▸ TASK DIRECTIONS
Recast the material below as a numbered list, omitting any blank lines.

▸ STORED RECORDS
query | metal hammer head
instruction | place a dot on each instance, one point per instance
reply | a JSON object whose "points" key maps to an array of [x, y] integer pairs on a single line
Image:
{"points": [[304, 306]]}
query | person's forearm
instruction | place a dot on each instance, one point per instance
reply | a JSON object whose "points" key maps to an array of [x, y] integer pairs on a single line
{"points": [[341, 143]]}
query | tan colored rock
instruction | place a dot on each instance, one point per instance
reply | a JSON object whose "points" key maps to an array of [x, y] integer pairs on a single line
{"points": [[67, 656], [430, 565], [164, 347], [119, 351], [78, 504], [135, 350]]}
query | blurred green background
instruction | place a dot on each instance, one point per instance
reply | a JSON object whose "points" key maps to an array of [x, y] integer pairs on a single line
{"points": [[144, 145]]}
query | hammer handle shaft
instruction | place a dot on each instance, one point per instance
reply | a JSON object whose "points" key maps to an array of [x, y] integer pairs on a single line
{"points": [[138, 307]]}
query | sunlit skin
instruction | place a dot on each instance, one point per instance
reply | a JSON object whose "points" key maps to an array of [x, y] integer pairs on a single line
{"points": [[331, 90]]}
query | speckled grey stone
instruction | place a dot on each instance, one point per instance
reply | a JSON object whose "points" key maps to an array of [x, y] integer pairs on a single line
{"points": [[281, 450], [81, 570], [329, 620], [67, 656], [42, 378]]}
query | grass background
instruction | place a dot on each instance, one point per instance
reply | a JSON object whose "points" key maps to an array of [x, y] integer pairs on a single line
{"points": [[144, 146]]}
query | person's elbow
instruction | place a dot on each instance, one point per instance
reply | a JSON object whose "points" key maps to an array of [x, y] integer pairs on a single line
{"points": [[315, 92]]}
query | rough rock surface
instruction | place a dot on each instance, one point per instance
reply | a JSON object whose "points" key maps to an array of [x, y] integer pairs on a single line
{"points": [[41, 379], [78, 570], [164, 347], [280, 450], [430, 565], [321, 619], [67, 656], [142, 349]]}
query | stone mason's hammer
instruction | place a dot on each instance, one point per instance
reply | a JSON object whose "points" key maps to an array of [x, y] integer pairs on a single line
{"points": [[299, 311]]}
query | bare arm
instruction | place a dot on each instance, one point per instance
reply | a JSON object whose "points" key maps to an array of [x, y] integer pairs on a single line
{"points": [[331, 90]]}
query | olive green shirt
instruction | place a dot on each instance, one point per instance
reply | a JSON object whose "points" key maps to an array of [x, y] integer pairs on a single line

▸ SOLUTION TO THE PROBLEM
1. query | metal hammer head
2. instruction | place a dot on each instance, one point per instance
3. reply | a JSON object whose "points" key maps to an array of [x, y] integer pairs on a single line
4. Image:
5. {"points": [[304, 306]]}
6. query | person's forearm
7. instruction | place a dot on each instance, one point per instance
8. reply | a JSON object whose "points" key maps to an array of [x, y] integer pairs on a single line
9. {"points": [[341, 143]]}
10. query | tan colored rock
11. instruction | place a dot on each instance, one point per instance
12. reply | a JSON object whose "points" key maps to an array of [x, y] integer pairs on a single line
13. {"points": [[67, 656], [430, 565], [164, 347], [119, 351], [78, 504], [135, 350]]}
14. query | blurred green background
15. instruction | place a dot on each instance, one point per instance
16. reply | a JSON object whose "points" key maps to an array of [x, y] integer pairs on a single line
17. {"points": [[144, 145]]}
18. query | hammer handle shaft
19. instruction | place a dot on each instance, one point per instance
20. reply | a JSON object whose "points" key maps to an array of [x, y] integer pairs on a single line
21. {"points": [[138, 307]]}
22. query | sunlit skin
23. instruction | place a dot on each instance, one point per instance
24. reply | a JSON object whose "points" key maps to an array of [x, y] integer pairs on a single line
25. {"points": [[331, 90]]}
26. query | speckled grey stone
27. instruction | place a dot on each instance, one point per instance
28. reply | a JSON object whose "points" key maps to an array of [x, y] integer pairs on a single line
29. {"points": [[281, 450], [81, 570], [329, 620], [67, 656], [42, 378]]}
30. query | grass background
31. instruction | place a dot on each instance, one point per instance
32. reply | a JSON object whose "points" key maps to an array of [x, y] integer pairs on a single line
33. {"points": [[144, 146]]}
34. query | person's elbow
35. instruction | place a dot on each instance, one point per instance
36. reply | a JSON object whose "points" key maps to an array of [x, y] integer pairs on a single line
37. {"points": [[315, 92]]}
38. query | rough rock surface
39. instruction | place a dot on each instance, one point per instance
40. reply | a JSON object whose "points" key maps to an array of [x, y] integer pairs on a single line
41. {"points": [[41, 379], [78, 570], [164, 347], [280, 450], [430, 565], [321, 619], [67, 656], [142, 349]]}
42. query | stone mason's hammer
43. instruction | place a dot on each instance, one point per instance
44. reply | a JSON object whose "points" key maps to an array of [x, y] integer pairs on a single line
45. {"points": [[299, 311]]}
46. query | bare arm
47. instruction | place a dot on each instance, one point per instance
48. reply | a JSON object whose "points" key maps to an array of [x, y] integer pairs on a single line
49. {"points": [[331, 90]]}
50. query | olive green shirt
51. instruction | place a dot on each instance, one point per instance
52. reply | a JSON object whose "points" key maps to an array of [x, y] integer pairs on a single line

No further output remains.